> [WORK TO BE COMPLETED]:
Change "chalet" to "lodge" in the lines from the one with "Class, locate every instance of the snow-covered" up to and including the one with "(1016, 631)". Give those lines again with nothing else altered.
# # # #
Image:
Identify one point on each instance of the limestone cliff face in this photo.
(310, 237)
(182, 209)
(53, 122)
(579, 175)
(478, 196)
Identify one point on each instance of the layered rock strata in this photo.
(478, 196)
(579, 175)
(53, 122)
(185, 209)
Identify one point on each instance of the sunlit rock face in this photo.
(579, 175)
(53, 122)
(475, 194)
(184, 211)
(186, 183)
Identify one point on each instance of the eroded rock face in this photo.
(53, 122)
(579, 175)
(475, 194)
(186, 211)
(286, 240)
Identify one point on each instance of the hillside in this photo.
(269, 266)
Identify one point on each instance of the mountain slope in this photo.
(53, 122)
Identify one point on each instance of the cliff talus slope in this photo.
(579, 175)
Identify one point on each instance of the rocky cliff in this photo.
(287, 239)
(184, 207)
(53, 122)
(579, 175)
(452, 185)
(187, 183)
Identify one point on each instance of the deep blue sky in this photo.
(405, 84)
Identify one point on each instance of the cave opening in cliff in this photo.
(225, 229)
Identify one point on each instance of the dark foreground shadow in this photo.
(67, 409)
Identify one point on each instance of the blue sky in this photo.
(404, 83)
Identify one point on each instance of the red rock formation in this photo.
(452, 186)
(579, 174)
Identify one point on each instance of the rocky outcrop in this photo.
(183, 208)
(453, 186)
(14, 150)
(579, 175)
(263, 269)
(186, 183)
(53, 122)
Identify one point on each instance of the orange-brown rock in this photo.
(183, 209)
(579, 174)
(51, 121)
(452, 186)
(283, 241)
# # # #
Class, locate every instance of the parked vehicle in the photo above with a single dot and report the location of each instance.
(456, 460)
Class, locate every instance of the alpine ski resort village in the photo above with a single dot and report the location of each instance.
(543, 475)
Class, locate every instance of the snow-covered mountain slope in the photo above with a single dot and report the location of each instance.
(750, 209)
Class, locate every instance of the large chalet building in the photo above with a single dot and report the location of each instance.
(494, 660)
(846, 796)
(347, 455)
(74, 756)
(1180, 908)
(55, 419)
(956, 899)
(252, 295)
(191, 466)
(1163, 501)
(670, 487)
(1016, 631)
# # # #
> [EXERCISE ANSWER]:
Class, locate every instance of the snow-covered mountain slope in the photo above with a single dot and report the location of each instance.
(750, 209)
Class, locate every instance of the large lodge building in the photo above with a single dot and report the location of each instance.
(494, 660)
(846, 796)
(347, 455)
(74, 756)
(1180, 908)
(55, 419)
(956, 899)
(252, 295)
(191, 466)
(1163, 501)
(670, 487)
(1016, 631)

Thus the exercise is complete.